→ **To do**: Could you reproduce, exactly as written, every line from the one containing "Question. Locate the area" through the last line of the records, and nothing else?

→ **Exercise materials**:
-- Opening Marker --

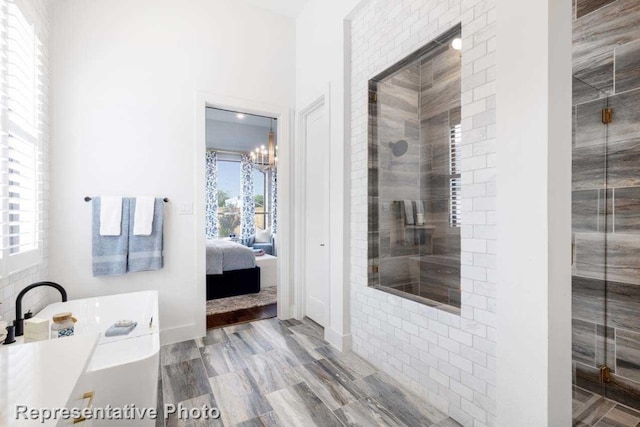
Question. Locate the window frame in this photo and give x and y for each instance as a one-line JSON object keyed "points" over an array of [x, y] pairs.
{"points": [[30, 132]]}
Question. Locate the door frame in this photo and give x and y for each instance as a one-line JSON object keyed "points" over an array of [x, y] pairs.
{"points": [[286, 200], [320, 101]]}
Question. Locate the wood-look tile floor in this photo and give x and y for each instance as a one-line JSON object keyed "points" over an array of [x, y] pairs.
{"points": [[283, 373], [591, 409]]}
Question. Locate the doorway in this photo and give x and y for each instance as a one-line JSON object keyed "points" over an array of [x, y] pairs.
{"points": [[240, 216], [314, 213]]}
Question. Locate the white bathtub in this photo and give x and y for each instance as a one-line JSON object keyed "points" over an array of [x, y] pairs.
{"points": [[123, 370]]}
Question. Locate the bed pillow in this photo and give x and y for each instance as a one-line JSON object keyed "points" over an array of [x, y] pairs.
{"points": [[263, 236]]}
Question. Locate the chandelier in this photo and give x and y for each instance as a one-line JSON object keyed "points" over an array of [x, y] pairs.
{"points": [[265, 158]]}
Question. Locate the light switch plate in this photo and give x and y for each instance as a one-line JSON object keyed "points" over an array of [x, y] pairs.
{"points": [[185, 208]]}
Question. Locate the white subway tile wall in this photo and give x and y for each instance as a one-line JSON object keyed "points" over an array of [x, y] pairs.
{"points": [[449, 359]]}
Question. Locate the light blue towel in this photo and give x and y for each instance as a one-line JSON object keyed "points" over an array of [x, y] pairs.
{"points": [[145, 252], [115, 331], [110, 252]]}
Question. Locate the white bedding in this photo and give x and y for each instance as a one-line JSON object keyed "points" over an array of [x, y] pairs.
{"points": [[224, 255]]}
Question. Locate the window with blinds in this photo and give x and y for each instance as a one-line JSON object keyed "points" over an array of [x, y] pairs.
{"points": [[455, 180], [22, 94]]}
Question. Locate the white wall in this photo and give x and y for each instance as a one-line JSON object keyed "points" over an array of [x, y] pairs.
{"points": [[320, 42], [534, 213], [124, 81]]}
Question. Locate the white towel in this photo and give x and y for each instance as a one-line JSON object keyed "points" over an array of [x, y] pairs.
{"points": [[419, 212], [408, 212], [110, 215], [143, 216]]}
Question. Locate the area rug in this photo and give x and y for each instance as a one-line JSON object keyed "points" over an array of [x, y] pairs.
{"points": [[224, 305]]}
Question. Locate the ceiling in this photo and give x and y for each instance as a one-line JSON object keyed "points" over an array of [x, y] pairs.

-- Closing Marker --

→ **Problem solution**:
Question. Locate the area rug in this photo and give x and y for each instance as a one-line JSON object keyed "points" over an array of [x, y] pairs.
{"points": [[224, 305]]}
Question. Locate the ceiling in this photo and give x and y for each instance as a one-line JSON object keyed "points" over an array of [x, y] pairs.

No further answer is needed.